### SELECTED EXCERPT
===
This year is like no other in many ways. Almost every part of our lives is a bit disrupted by the epidemic we’re all fighting and chances are that some of these changes will stay with us for a long period of time.
For instance, this will be the first time that there are no film festivals since they are a dangerous place to be at this point. They play a big role in the industry and it’s difficult to imagine what the world will look like without them.
At this point, a lot of different festivals have already been canceled and everyone involved knew that that’s what will happen to their festival as well. However, the things really hit hard when The Cannes has been canceled and partially moved online. There are other events in the film business but this one is a somewhat of a symbol.
There’s a glamour and elegance to it and not having the Cannes festival at all shows how serious the situation is. It was supposed to take place between May 12 and end May 23, as it usually does.
Many festivals have decided to go digital and that’s done about both their films and other events that take place at the festival. Those include: workshops, interviews and so on. However, the Cannes decided not to do that. It’s partly because the festival itself is an event and one that everyone in the industry is looking forward to. It can’t be replicated online.
===
### ENTRIES SHOWN
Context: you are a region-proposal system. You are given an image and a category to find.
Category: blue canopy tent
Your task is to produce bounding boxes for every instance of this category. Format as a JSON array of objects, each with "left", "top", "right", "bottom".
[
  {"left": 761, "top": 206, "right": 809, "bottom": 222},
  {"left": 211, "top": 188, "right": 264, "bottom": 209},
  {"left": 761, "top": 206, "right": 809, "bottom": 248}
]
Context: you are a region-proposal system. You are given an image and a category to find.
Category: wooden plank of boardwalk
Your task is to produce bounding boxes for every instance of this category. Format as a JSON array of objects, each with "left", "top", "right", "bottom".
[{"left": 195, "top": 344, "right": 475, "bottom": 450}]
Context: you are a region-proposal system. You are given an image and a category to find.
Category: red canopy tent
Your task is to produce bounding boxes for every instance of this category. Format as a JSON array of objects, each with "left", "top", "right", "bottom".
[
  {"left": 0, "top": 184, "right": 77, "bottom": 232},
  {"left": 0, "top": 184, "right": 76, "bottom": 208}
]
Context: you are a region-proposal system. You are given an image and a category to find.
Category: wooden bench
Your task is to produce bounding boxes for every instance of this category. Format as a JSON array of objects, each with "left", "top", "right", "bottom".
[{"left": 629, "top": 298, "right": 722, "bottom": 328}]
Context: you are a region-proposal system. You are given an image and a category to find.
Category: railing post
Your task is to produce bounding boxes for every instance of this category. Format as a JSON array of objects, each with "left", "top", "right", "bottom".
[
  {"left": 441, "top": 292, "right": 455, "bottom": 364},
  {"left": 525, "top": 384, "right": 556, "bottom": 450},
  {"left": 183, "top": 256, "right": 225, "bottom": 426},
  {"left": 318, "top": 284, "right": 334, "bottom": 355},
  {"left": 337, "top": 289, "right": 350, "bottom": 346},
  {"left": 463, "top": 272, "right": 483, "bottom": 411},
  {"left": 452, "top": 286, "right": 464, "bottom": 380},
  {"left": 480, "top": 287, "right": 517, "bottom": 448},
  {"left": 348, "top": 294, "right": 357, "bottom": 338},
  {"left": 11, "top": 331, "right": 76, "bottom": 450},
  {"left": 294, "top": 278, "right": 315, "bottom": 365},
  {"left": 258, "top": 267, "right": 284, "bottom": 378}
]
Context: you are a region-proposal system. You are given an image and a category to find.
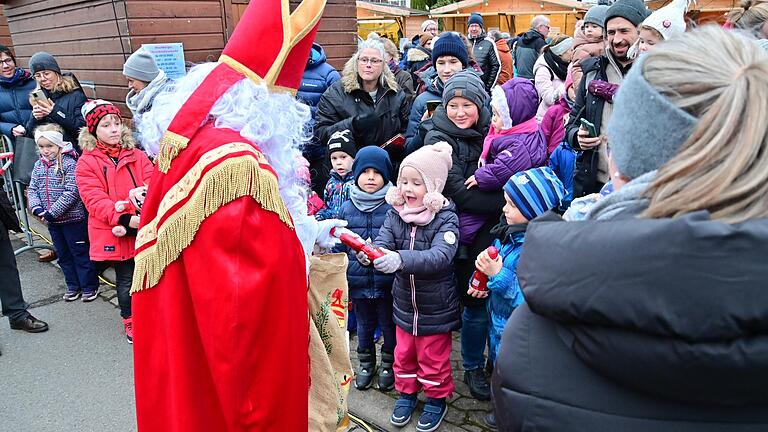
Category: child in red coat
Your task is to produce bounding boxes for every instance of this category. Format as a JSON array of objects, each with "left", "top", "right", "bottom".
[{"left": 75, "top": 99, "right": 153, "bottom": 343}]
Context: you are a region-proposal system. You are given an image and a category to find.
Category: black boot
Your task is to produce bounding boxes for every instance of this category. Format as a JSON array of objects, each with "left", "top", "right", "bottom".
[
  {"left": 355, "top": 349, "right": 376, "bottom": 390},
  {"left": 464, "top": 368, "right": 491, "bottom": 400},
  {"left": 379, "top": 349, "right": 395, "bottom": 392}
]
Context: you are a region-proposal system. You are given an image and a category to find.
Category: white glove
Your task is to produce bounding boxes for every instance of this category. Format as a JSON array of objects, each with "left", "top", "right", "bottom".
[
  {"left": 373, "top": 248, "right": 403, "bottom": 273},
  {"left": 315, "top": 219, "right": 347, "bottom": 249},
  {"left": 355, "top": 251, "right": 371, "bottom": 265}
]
===
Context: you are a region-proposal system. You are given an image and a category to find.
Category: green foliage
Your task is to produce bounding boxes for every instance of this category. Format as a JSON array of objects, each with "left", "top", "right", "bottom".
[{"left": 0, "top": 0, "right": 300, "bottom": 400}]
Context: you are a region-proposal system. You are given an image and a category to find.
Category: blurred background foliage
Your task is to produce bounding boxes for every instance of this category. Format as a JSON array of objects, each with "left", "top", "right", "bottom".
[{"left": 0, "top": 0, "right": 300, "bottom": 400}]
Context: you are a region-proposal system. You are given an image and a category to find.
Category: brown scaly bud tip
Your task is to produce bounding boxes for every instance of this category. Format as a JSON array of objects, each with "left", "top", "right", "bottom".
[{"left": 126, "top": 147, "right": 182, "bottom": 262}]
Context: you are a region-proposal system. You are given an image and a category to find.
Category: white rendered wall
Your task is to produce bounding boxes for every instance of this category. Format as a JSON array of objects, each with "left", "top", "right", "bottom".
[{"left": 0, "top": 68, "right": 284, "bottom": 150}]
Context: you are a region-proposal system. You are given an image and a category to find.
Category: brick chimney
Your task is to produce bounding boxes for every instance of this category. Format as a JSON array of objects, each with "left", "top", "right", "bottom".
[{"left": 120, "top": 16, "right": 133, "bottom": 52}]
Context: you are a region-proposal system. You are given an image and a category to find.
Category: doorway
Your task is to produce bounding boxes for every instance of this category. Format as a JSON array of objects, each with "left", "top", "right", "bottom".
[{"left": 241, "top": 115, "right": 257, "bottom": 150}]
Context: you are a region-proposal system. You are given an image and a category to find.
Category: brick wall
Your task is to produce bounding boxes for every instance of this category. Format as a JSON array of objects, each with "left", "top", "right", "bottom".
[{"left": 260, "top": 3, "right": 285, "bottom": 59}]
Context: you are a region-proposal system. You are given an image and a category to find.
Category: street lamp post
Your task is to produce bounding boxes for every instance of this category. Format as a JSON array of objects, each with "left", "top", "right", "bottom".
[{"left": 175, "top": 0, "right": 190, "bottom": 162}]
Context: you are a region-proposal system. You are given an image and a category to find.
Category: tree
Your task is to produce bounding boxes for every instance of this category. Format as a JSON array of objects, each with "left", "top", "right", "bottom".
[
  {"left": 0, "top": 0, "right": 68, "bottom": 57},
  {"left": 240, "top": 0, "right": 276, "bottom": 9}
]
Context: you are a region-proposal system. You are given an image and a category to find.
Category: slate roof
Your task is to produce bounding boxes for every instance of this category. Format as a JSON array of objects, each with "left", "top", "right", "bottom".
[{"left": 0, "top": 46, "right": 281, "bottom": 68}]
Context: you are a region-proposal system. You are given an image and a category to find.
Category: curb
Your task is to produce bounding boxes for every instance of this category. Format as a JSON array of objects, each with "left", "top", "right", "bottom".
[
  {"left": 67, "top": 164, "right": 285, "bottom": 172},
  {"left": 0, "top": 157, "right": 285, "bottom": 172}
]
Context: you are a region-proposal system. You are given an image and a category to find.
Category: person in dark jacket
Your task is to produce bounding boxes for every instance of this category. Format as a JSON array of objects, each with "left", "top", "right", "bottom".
===
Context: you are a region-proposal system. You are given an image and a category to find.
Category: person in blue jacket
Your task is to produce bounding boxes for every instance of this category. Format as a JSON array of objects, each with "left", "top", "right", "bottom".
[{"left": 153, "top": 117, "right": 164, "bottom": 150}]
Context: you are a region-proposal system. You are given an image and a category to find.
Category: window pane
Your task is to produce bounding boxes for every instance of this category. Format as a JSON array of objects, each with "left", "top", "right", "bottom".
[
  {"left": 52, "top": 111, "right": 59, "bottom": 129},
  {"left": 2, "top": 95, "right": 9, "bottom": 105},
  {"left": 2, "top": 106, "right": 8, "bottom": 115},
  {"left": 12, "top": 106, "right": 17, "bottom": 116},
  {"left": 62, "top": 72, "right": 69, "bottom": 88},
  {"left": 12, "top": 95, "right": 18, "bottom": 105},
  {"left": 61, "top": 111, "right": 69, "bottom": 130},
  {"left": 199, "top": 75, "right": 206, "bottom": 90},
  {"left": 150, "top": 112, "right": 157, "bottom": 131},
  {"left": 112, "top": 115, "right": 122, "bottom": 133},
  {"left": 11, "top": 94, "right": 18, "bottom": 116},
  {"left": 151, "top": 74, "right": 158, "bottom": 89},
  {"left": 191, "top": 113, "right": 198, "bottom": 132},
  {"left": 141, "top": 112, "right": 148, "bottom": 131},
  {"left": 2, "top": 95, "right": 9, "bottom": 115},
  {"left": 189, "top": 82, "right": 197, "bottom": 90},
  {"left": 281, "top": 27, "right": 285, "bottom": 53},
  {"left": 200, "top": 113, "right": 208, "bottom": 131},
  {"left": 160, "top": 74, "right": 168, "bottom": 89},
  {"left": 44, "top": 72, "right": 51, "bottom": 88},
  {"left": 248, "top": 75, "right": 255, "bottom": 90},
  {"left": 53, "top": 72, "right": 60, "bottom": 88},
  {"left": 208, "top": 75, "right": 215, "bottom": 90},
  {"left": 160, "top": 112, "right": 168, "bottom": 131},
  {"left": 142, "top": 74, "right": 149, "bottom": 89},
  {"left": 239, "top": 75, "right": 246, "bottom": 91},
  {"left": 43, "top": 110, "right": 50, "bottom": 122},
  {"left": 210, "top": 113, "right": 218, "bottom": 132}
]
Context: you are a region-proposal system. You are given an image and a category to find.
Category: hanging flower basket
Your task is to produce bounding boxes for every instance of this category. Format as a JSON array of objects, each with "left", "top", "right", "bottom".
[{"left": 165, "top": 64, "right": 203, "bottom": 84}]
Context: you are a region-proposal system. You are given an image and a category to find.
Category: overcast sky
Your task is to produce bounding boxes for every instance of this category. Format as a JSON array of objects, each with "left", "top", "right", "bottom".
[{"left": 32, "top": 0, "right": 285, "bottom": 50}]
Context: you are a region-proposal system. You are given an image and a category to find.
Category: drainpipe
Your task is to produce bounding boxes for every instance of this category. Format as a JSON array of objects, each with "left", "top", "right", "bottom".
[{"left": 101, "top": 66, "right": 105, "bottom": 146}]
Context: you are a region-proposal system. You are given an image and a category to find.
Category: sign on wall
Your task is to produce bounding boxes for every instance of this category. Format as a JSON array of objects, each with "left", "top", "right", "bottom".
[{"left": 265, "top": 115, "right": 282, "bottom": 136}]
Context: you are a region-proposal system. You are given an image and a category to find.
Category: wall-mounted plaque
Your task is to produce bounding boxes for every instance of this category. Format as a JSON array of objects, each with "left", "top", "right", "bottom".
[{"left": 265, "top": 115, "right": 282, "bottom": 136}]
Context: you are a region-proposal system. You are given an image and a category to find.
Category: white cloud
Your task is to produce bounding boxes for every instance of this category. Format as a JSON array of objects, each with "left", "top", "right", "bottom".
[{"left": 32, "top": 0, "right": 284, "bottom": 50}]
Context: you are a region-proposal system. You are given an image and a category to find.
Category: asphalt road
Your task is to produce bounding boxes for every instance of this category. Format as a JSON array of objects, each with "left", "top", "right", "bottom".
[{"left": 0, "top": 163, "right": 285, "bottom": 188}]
===
Rewrite the text on film festivals from "Many festivals have" up to and including "be replicated online.", renaming "workshops" as "panel discussions".

### EXPECTED OUTPUT
Many festivals have decided to go digital and that’s done about both their films and other events that take place at the festival. Those include: panel discussions, interviews and so on. However, the Cannes decided not to do that. It’s partly because the festival itself is an event and one that everyone in the industry is looking forward to. It can’t be replicated online.